Scan the entries for the word "obelisk", and copy every line where it appears.

● **GIVEN RECORDS**:
--- START ---

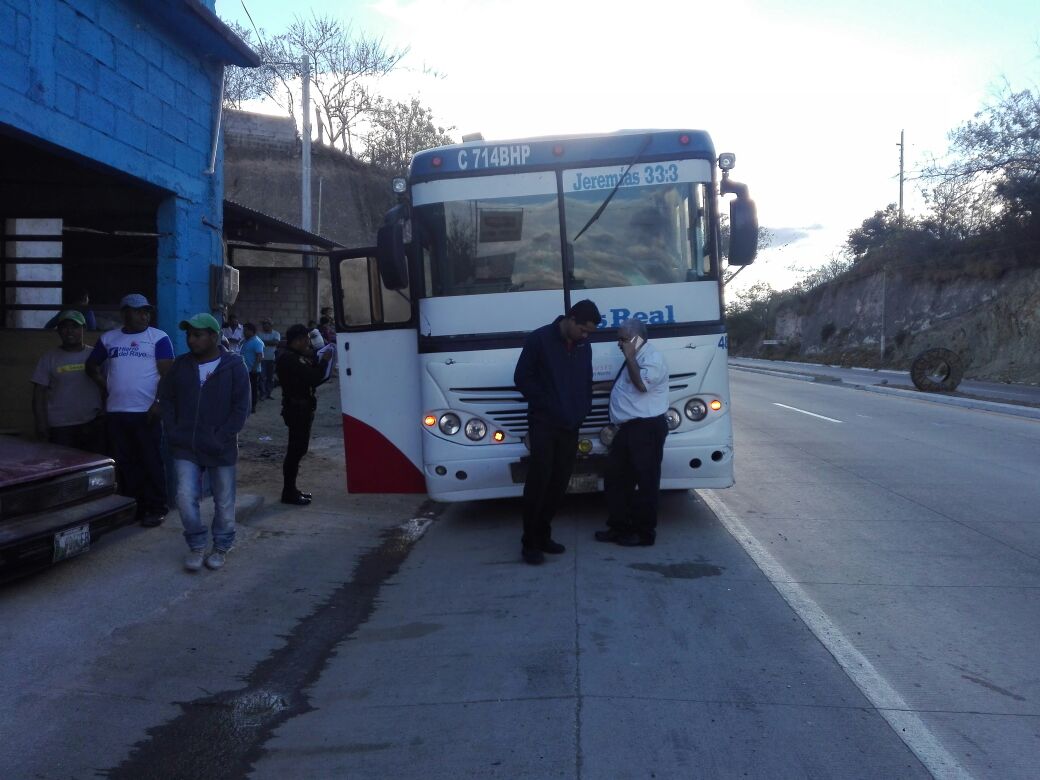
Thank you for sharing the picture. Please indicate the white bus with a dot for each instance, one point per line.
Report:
(491, 240)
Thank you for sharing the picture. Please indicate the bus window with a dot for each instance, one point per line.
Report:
(646, 235)
(357, 297)
(365, 300)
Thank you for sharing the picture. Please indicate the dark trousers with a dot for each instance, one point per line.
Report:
(299, 421)
(254, 380)
(552, 455)
(136, 446)
(266, 378)
(631, 481)
(86, 436)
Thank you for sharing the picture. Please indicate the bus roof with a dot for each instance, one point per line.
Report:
(519, 154)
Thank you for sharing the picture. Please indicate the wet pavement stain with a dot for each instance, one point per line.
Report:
(689, 570)
(994, 689)
(224, 734)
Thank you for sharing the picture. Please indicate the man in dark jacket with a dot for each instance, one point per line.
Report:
(205, 400)
(299, 373)
(554, 375)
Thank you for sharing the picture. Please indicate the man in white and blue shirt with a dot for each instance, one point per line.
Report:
(127, 364)
(639, 401)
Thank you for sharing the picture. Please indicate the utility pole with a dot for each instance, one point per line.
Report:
(884, 284)
(902, 147)
(305, 196)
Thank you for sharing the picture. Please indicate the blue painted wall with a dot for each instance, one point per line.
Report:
(114, 82)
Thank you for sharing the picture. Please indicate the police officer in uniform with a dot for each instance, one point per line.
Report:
(299, 374)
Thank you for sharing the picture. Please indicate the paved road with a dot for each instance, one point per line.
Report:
(997, 391)
(890, 585)
(910, 530)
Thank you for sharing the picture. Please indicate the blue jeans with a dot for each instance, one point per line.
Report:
(189, 490)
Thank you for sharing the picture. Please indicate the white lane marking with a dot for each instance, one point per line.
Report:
(811, 414)
(904, 721)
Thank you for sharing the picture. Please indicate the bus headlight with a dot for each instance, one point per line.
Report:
(673, 419)
(696, 410)
(449, 423)
(475, 430)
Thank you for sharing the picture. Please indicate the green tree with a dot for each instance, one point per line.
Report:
(241, 84)
(398, 130)
(995, 159)
(875, 232)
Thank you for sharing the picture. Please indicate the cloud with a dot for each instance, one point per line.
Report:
(784, 236)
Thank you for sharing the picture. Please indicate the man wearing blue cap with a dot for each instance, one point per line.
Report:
(205, 399)
(127, 364)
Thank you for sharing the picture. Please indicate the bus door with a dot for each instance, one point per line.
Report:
(379, 372)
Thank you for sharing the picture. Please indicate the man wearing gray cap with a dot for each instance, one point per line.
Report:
(127, 364)
(66, 405)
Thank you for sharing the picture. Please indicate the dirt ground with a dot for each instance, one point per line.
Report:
(262, 446)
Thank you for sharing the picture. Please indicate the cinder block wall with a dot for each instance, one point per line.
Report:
(287, 295)
(110, 82)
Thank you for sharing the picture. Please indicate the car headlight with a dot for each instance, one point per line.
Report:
(696, 410)
(449, 423)
(673, 419)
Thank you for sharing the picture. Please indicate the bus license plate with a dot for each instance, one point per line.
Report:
(72, 542)
(583, 484)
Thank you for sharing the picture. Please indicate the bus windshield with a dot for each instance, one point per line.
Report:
(646, 235)
(491, 234)
(501, 233)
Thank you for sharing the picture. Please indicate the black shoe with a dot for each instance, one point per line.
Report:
(152, 519)
(531, 555)
(634, 540)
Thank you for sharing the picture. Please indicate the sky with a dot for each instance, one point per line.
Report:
(810, 95)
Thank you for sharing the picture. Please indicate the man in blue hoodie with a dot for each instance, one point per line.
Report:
(205, 400)
(554, 377)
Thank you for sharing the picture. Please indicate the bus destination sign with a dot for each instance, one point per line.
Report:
(504, 156)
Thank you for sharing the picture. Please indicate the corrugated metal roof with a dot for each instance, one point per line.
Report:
(248, 225)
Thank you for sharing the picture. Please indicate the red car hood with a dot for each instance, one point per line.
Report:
(23, 461)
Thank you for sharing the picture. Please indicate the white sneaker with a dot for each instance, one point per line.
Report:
(192, 562)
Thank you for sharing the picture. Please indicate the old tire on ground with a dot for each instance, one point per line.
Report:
(937, 370)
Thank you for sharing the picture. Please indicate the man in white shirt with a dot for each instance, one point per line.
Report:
(127, 364)
(639, 401)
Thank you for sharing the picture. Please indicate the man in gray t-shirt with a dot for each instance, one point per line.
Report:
(271, 339)
(66, 404)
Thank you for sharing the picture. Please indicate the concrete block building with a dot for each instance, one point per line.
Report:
(110, 161)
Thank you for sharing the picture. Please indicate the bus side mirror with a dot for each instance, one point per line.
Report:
(390, 256)
(743, 231)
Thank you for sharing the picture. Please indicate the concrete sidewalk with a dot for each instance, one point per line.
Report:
(980, 395)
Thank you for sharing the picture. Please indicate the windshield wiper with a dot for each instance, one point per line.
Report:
(603, 205)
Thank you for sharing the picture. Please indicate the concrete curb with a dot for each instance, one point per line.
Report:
(984, 406)
(784, 374)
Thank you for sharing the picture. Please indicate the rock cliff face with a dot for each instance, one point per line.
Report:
(993, 323)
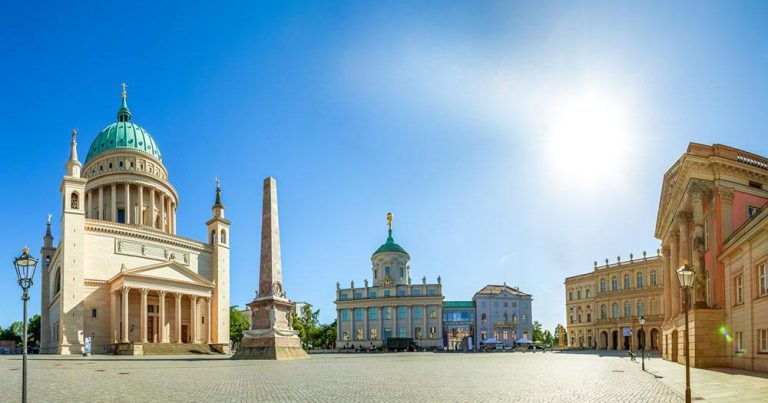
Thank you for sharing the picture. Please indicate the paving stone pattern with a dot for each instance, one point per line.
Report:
(424, 377)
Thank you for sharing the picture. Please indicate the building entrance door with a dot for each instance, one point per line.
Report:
(151, 329)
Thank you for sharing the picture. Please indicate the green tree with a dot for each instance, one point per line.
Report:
(238, 323)
(538, 335)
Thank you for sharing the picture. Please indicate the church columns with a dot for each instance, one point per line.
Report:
(667, 279)
(162, 212)
(113, 199)
(114, 298)
(124, 307)
(163, 336)
(128, 203)
(177, 318)
(143, 316)
(89, 213)
(100, 207)
(193, 319)
(674, 264)
(208, 319)
(152, 208)
(140, 213)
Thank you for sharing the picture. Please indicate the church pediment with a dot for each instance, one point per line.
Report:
(167, 271)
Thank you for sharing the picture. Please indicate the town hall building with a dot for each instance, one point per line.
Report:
(120, 279)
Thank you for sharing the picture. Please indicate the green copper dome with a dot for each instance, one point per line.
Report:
(390, 246)
(123, 135)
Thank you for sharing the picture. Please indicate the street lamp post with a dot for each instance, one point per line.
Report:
(642, 329)
(685, 276)
(25, 271)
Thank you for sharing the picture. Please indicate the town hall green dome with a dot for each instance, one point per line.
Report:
(390, 246)
(123, 135)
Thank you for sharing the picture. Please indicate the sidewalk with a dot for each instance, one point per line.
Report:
(711, 384)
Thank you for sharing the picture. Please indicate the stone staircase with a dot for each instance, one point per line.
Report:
(177, 349)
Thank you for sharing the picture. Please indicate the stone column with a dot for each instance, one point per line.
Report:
(440, 321)
(100, 207)
(128, 203)
(143, 325)
(726, 210)
(124, 307)
(410, 322)
(113, 310)
(163, 334)
(698, 247)
(152, 208)
(674, 264)
(394, 321)
(89, 213)
(178, 317)
(162, 212)
(667, 282)
(208, 320)
(193, 318)
(114, 203)
(140, 214)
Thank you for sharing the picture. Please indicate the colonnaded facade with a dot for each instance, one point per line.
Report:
(120, 276)
(390, 307)
(603, 306)
(503, 313)
(712, 214)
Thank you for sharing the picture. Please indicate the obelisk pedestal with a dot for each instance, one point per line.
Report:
(271, 336)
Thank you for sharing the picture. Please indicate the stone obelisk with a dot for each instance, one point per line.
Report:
(271, 336)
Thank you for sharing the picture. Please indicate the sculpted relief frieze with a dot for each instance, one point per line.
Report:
(140, 249)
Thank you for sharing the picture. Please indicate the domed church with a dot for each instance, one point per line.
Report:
(121, 280)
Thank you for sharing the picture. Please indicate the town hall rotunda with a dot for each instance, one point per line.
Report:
(120, 279)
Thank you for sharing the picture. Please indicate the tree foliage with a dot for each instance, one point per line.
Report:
(238, 323)
(313, 335)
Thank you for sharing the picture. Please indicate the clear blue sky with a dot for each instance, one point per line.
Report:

--- END ---

● **TASK SOLUTION**:
Thank you for sharing the picture. Please indicate the obelisk pedestal with a dot for each instance, one point per line.
Thank you for sharing the picture. Please indicate the stone obelisk with a dot for each instance, one point per line.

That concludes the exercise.